> _ATIVIDADES_
**1.** Reescreva em forma de lista o parágrafo do texto sobre o Monte-poço e a Atafona que começa por "O abastecimento de água é feito por poços", mantendo os factos principais.
**2.** Transcreva palavra por palavra o trecho do texto sobre o Monte-poço e a Atafona que vai de "Enumeremos alguns, os" até "interessa – higiénica.".
::: TEXTO FORNECIDO
O Monte-poço e a Atafona, constituem um bairro da aldeia, o mais populoso certamente.
Pois não tem uma rua calcetada nem uma valeta ao menos que drene a água que as chuvas acumulam em enormes poças para depois apodrecer lentamente ao sol.
Os mosquitos pululam e com eles o paludismo que apresenta aqui toda a gravidade de um problema que urge solucionar para bem de todos, mesmo para os que não vivem no Monte-poço ou na Atafona.
Um problema… mas aqui há muitos que necessitam de solução imediata.
Enumeremos alguns, os mais urgentes: Águas, esgotos, vigilância das habitações, proibição de estrumeiras nas ruas, etc.
Não se pense, contudo, que a solução prática desses problemas seja difícil ou onerosa.
As coisas resolvem-se com simplicidade, prática e higienicamente.
Assim, vejamos.
O abastecimento de água é feito por poços onde todos levam o seu caldeirão, geralmente sujo, pois em casa arrumam-no em qualquer canto, na cavalariça mesmo; poços para onde vão todas as imundícies, para onde cospem os garotos, onde se lançam as sobras dos animais que beberam e de alguém que, de passagem, matou a sede.
Solução: Uma placa de cimento armado com um postigo para limpeza e uma bomba para tirar água.
Acho uma solução prática, pouco dispendiosa e – o que mais interessa – higiénica.
***
Esgotos não conheço por aqui. E a não ser um cano que vai carriando toda a imundície da parte nobre da aldeia, mesmo para debaixo do nariz dos que moram na Afafona, não conheço mais nada.
De modo que, no Verão, quem desejar conhecer todo o matriz pestilencial e infecto não tem mais do que aproximar-se da boca criminosa desse esgoto que vai infectando, minando a saúde dum bairro laborioso mas indefeso.
Solução: Levar esse cano até fora da aldeia.
Não será barato, convenho. Mas é moral, é decente e é humano.
***
Em matéria de construção temos umas habitações feitas de taipa batida, pavimentos de terra solta e coberturas de telha designadas por “salto de rato”,
É bom dizer-se que a única abertura por entra a luz, o ar, os donos da casa e o burro – pois não há casal que não tenha um burro - é a porta da entrada, na maioria das casas pobres.
::::::
::: REGISTOS EXTRAÍDOS
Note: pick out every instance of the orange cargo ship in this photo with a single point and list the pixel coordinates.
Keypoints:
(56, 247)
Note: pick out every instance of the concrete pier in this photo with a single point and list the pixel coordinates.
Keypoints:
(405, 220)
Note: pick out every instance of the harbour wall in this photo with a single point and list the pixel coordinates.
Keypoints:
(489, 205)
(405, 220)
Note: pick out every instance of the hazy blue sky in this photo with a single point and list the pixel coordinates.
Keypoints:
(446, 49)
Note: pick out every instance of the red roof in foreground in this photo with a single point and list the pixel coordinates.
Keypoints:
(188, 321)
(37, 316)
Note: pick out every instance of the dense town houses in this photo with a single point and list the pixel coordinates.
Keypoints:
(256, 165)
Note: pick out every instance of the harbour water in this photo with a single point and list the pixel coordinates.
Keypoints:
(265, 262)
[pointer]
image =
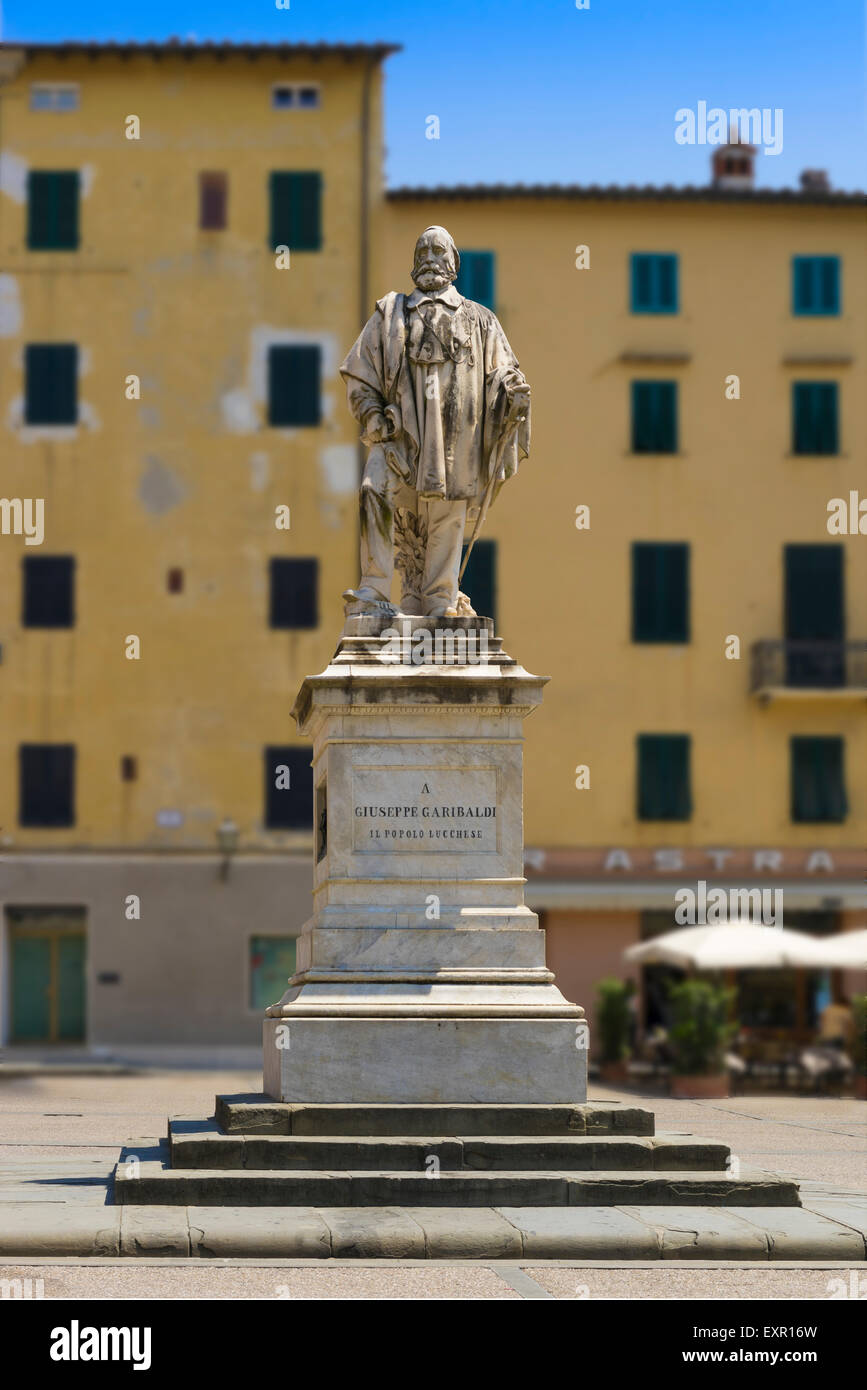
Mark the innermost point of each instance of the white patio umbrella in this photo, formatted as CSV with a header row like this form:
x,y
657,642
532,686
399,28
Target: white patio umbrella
x,y
731,945
844,951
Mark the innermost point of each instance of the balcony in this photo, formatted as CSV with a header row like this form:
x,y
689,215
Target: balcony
x,y
809,669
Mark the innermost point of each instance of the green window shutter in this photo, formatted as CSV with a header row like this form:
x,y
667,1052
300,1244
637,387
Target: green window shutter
x,y
814,592
293,584
271,966
477,277
816,285
480,578
50,384
660,591
814,417
819,791
653,284
46,784
663,777
293,385
655,417
296,210
53,202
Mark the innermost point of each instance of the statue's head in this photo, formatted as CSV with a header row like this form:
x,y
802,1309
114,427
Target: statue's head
x,y
436,262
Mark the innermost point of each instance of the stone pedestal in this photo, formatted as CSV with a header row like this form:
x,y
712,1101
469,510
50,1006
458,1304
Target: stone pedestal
x,y
421,973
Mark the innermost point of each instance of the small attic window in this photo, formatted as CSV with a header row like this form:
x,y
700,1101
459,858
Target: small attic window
x,y
54,96
292,96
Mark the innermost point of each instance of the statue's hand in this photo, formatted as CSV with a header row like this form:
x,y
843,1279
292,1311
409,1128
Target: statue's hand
x,y
518,401
377,428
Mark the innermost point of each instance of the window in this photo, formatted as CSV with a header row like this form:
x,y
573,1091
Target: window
x,y
816,285
819,792
480,578
213,202
288,96
295,592
653,284
296,211
814,417
475,278
54,96
46,787
49,591
271,966
663,777
293,385
288,788
814,616
50,384
53,196
660,591
655,417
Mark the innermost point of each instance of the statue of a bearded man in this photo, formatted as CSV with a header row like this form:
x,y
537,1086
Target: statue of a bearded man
x,y
445,416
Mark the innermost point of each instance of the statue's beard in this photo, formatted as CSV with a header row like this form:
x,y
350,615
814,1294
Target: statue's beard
x,y
431,278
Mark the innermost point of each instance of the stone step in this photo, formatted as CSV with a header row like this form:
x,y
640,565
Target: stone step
x,y
253,1114
196,1144
154,1182
42,1230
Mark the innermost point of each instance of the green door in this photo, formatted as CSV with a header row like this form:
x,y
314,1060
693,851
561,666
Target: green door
x,y
70,1023
47,976
31,988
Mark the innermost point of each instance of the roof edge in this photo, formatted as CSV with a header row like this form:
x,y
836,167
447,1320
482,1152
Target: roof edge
x,y
624,192
199,47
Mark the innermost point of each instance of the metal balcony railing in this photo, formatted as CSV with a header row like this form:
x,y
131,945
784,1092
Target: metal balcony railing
x,y
809,666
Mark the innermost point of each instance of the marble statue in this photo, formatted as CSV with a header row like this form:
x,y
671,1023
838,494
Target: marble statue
x,y
445,416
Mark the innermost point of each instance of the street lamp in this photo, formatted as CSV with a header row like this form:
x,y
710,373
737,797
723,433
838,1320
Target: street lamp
x,y
227,843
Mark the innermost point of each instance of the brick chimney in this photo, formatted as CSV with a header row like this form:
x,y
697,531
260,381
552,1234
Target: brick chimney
x,y
814,181
734,166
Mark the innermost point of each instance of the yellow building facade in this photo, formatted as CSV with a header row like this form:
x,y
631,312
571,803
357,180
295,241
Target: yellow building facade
x,y
213,517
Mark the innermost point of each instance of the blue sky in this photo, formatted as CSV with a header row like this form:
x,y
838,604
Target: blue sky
x,y
538,91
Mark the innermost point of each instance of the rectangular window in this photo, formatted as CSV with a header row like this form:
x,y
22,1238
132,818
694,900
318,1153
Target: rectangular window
x,y
291,96
816,285
663,777
49,591
50,373
53,200
271,966
213,202
288,787
293,385
46,784
296,210
480,581
653,284
295,592
477,277
814,616
660,591
54,96
819,792
814,417
655,417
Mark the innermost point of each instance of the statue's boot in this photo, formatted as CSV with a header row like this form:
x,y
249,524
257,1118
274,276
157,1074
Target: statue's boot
x,y
366,599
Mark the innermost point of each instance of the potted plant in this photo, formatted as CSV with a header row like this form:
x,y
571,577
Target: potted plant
x,y
613,1022
859,1044
699,1034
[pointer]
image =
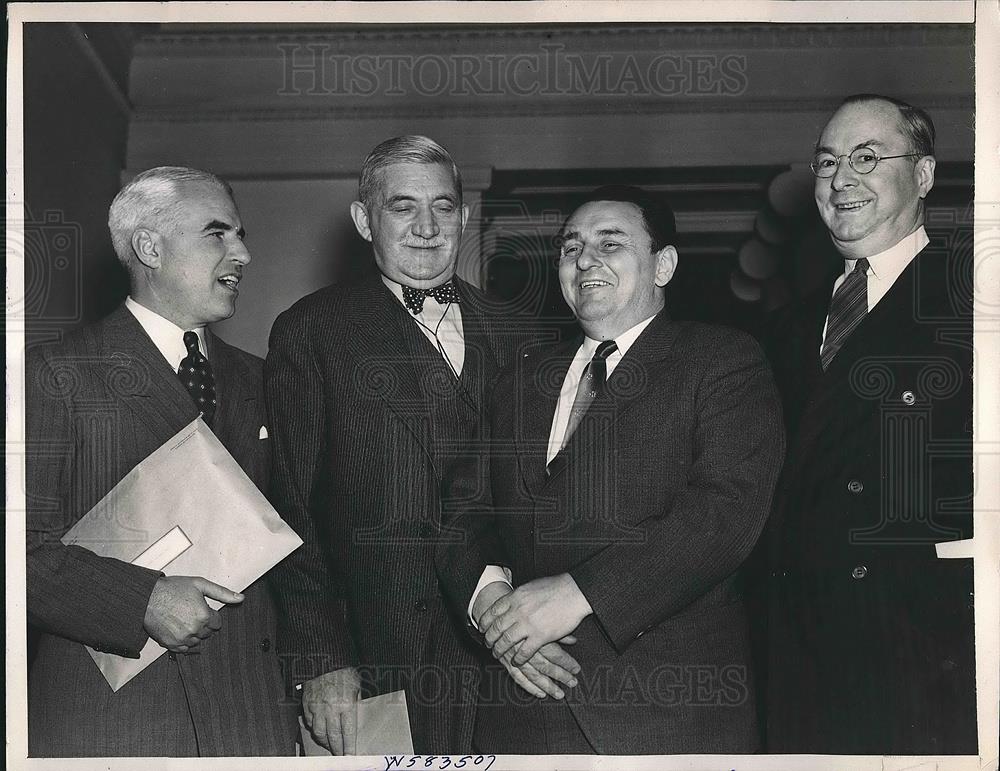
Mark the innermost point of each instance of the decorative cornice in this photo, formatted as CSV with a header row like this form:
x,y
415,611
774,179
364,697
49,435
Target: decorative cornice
x,y
521,107
220,40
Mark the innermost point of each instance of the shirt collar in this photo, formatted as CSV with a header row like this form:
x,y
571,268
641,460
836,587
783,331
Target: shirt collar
::::::
> _RESPOSTAS POR ORDEM_
**1.**
- A água é tirada de poços.
- Cada pessoa leva o seu caldeirão, geralmente sujo, porque em casa fica arrumado em qualquer canto, até na cavalariça.
- Os poços recebem todas as imundícies: os garotos cospem neles, e neles se lançam as sobras dos animais que beberam e de quem, de passagem, matou a sede.

**2.**
Enumeremos alguns, os mais urgentes: Águas, esgotos, vigilância das habitações, proibição de estrumeiras nas ruas, etc.
Não se pense, contudo, que a solução prática desses problemas seja difícil ou onerosa.
As coisas resolvem-se com simplicidade, prática e higienicamente.
Assim, vejamos.
O abastecimento de água é feito por poços onde todos levam o seu caldeirão, geralmente sujo, pois em casa arrumam-no em qualquer canto, na cavalariça mesmo; poços para onde vão todas as imundícies, para onde cospem os garotos, onde se lançam as sobras dos animais que beberam e de alguém que, de passagem, matou a sede.
Solução: Uma placa de cimento armado com um postigo para limpeza e uma bomba para tirar água.
Acho uma solução prática, pouco dispendiosa e – o que mais interessa – higiénica.